# [Listed entries]
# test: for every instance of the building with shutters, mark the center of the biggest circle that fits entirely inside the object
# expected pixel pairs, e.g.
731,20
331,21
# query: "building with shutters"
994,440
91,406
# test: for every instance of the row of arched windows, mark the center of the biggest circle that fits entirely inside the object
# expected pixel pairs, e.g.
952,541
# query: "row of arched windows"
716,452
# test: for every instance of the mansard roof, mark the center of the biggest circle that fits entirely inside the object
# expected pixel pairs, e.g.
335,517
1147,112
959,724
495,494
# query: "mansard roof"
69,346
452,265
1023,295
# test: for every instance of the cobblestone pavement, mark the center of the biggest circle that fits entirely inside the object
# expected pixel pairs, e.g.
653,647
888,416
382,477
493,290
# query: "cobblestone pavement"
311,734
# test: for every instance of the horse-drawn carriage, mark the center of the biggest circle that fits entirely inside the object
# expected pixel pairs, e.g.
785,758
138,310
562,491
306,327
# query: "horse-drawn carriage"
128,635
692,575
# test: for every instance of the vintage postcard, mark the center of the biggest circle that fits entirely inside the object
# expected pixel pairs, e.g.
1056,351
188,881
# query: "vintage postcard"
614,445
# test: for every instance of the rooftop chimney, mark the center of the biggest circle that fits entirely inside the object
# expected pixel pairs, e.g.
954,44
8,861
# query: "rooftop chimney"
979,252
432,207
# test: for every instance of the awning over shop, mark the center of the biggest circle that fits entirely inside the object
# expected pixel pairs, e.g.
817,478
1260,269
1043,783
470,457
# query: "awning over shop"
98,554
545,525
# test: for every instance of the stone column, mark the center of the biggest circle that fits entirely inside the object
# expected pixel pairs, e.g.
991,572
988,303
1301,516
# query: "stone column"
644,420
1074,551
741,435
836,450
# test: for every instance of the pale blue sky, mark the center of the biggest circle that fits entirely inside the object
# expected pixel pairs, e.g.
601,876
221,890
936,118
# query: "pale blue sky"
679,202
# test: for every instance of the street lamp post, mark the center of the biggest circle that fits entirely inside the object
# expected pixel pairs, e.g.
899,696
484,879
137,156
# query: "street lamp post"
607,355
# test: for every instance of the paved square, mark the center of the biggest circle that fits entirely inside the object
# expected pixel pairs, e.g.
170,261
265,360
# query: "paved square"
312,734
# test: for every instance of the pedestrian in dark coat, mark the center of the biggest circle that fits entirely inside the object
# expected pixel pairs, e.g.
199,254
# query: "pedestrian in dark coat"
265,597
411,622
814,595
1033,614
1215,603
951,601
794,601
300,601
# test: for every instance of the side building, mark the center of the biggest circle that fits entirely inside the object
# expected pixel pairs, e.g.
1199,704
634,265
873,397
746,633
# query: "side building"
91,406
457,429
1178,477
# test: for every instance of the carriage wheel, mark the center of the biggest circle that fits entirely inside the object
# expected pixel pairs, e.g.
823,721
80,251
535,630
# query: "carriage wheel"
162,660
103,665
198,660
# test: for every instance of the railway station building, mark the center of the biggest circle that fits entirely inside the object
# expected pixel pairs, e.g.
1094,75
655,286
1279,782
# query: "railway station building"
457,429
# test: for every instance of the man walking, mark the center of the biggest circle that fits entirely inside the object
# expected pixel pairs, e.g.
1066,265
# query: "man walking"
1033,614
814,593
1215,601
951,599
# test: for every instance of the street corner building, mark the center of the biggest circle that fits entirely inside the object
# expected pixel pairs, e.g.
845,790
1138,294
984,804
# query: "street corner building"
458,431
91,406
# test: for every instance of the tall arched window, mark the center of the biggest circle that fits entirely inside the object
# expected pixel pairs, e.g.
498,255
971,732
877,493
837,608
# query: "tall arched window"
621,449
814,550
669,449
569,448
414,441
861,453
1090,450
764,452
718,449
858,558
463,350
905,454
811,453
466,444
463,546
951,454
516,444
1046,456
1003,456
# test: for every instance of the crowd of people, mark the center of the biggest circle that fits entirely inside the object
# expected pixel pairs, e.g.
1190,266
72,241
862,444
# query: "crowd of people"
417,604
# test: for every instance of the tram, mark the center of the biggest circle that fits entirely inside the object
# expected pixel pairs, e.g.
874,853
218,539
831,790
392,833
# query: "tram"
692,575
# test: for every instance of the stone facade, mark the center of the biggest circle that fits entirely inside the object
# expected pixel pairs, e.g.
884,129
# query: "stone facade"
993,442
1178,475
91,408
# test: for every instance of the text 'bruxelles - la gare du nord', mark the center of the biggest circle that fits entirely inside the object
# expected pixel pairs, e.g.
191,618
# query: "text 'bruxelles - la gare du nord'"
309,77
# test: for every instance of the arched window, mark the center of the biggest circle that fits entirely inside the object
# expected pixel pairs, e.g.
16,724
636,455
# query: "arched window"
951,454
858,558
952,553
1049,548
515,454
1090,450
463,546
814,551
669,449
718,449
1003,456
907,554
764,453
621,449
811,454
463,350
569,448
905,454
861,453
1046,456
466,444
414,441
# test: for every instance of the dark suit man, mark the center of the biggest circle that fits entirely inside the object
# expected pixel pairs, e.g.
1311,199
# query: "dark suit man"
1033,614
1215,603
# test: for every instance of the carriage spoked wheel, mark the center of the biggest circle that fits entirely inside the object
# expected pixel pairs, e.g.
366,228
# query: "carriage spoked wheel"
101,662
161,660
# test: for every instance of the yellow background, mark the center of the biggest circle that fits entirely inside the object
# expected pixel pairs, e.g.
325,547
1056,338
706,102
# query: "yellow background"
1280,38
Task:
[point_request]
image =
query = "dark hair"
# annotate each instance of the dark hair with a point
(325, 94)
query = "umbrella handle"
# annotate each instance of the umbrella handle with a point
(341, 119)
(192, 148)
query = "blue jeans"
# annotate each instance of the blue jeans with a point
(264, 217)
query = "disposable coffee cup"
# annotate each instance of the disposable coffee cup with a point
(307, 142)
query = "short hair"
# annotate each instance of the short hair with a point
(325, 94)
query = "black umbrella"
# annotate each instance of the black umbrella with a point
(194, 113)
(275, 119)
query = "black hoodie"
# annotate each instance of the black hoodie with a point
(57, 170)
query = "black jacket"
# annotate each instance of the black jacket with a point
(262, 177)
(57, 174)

# [Stated task]
Please rewrite all of the material above with "cobblestone pavement" changed to "paved street" wherever it appears, keeping every other line and character the same.

# [Exercise result]
# test: for every instance of the building with shutters, mark the center of the biggest circle that fits entirely inside the object
# expected pixel pairs, e.g.
731,20
331,21
# query: "building with shutters"
994,440
91,406
# test: for every instance of the row of arched windows, mark the center of the biggest circle that fits entirely inside the object
# expected pixel pairs, e.g.
952,541
# query: "row of arched windows"
716,452
# test: for every instance of the mansard roof, mark the center of the biggest circle that fits entirely inside the object
# expected pixel pairs, e.g.
335,517
1147,112
959,724
495,494
# query: "mansard roof"
69,346
452,265
1023,295
# test: for every instance of the paved street, mark the center of the biggest circle that fits entirely inside the object
# expected pixel pairs, e.g.
653,647
888,416
382,477
493,290
# query: "paved street"
311,734
# test: for every instance of the horse-drawn carriage, mark the center of the biggest circle that fits entirely inside the object
# expected pixel pairs, e.g.
785,758
138,310
562,491
306,327
# query: "horse-drawn carriage"
128,635
692,575
# test: for every instance of the vintage postcard, mark the center of the biggest circle that fits entirely inside the object
# expected pixel pairs, e.g.
1056,351
188,881
# query: "vintage postcard"
614,445
# test: for every instance of the rooftop chimney, mark the center of the biggest circle that fits entirely inside the object
# expected pixel pairs, e.g.
954,44
8,861
# query: "rooftop chimney"
979,252
432,207
# test: for every instance of the awning over shop, mark the center of the biggest circle that fits entirely inside the object
# expected pixel pairs, e.g.
817,478
1260,269
1043,783
470,457
# query: "awning over shop"
98,554
545,525
# test: for every instance of the stone column, mark the center of the biggest circle that fits entirely inside the object
# expected pixel pairs, e.g.
991,572
988,303
1301,516
# query: "stone column"
644,420
1074,551
741,435
836,450
# test: for every instance of the pale blue sky, mark the center of the biggest circle that fits entirely inside the object
# expected pixel pairs, e.g.
601,876
221,890
936,118
# query: "pale blue sky"
679,202
# test: for every instance of the street lamp post, mark the center of the biggest circle that fits entirely inside the object
# expected pixel pairs, e.g.
899,696
484,879
137,156
# query: "street lamp post"
607,355
# test: for every instance of the paved square, mark the center of the biggest circle that fits entirely inside the object
# expected pixel pairs, e.g.
170,261
265,360
# query: "paved square"
312,734
# test: for every instance of the pedestrian in dark coat, mark the center of the biggest circle that fits entirely inside the object
# expected pixel pairs, e.g.
199,254
# query: "pedestrian in dark coat"
265,597
411,622
814,595
1033,614
1215,603
951,601
794,601
300,601
# test: for every instance of the side building, mark the center of the biggest circle that fits entirely inside the object
# expected pixel pairs, e.g.
1199,704
634,265
873,397
746,633
# query: "side building"
91,406
457,429
1178,477
# test: for every instance of the carriage wheel, mark the center of the biggest circle that fits entirely inside the object
# expected pixel pairs, e.g.
823,721
80,251
535,630
# query: "carriage wheel"
162,660
103,665
198,660
# test: for every instance of the railway station building, mark the center of the biggest circle that fits entirely inside the object
# expected pixel pairs, e.g.
1094,75
655,286
1279,782
# query: "railway station building"
457,429
# test: for every instance of the man walking, mark the center of the biggest circle that fits entirely inside the object
# expected pixel pairs, e.g.
1066,265
# query: "man walking"
1033,614
814,593
1215,601
951,599
# test: for every instance of the street corner building, mark the center of the biggest circle that fits entirely inside the object
# expected pixel pairs, e.g.
845,790
1138,294
984,804
# query: "street corner building"
458,431
91,406
# test: for every instance of the tall arched window, mark the center of the biggest circle that fits entirely inside the object
# expected pixel pairs, e.g.
498,255
971,732
877,493
837,608
# query: "tall arched window"
621,449
814,550
669,449
569,448
414,441
861,453
1090,450
764,452
718,449
858,558
463,350
905,454
811,453
466,444
463,546
951,454
516,444
1046,456
1003,456
# test: for every instance of the crowd of people, mark the center of the biggest circle that fits entirely inside the object
# expected pixel pairs, e.g.
1190,266
72,241
862,444
# query: "crowd of people"
417,604
# test: for every instance of the tram, mark the center of the biggest circle that fits entirely inside the object
# expected pixel pairs, e.g.
874,853
218,539
831,790
392,833
# query: "tram"
692,575
# test: for every instance of the stone facade, mark the center of the biggest circle that fits entirely inside the object
# expected pixel pairs, e.g.
884,129
# query: "stone facade"
993,442
1178,475
91,408
# test: for every instance of the text 'bruxelles - la gare du nord', mark the center of the biggest circle that fits entirely inside the object
# expected pixel pairs, e.g.
191,618
# query: "text 'bruxelles - la gare du nord'"
309,77
# test: for every instance of the arched window, mark the center of the biggest circle that fits entirely inside the object
# expected pixel pairs, e.g.
16,724
636,455
# query: "arched window"
951,454
858,558
952,553
1049,548
515,454
1090,450
463,546
814,551
669,449
718,449
1003,456
907,554
764,453
621,449
811,454
463,350
569,448
905,454
861,453
1046,456
466,444
414,441
# test: for every instance of the dark suit man, mark the center of the biggest circle that fits entirely inside the object
# expected pixel pairs, e.g.
1311,199
# query: "dark suit man"
1033,614
1215,603
# test: for every instance of the carriage spoked wheel, mark the center of the biggest circle that fits entirely inside the object
# expected pixel pairs, e.g.
366,228
# query: "carriage spoked wheel"
101,662
161,660
# test: for every instance of the yellow background, mark the center of the biggest circle that fits entirely inside the object
# expected pixel pairs, e.g.
325,547
1056,338
706,102
# query: "yellow background"
1280,38
Task:
[point_request]
image =
query = "dark hair"
# annotate each instance of the dark hair with a point
(325, 94)
query = "umbrella handle"
# annotate each instance of the umbrella handle with a point
(341, 119)
(192, 148)
query = "blue jeans"
# annotate each instance of the blue jeans with a point
(264, 217)
query = "disposable coffee cup"
# annotate each instance of the disposable coffee cup with a point
(307, 142)
query = "short hair"
# annotate each instance of the short hair with a point
(325, 94)
query = "black umbrella"
# annotate each instance of the black umbrella with a point
(194, 113)
(275, 119)
query = "black hoodie"
# annotate each instance of the black hoodie with a point
(57, 170)
query = "black jacket"
# annotate each instance of the black jacket with a point
(262, 177)
(57, 174)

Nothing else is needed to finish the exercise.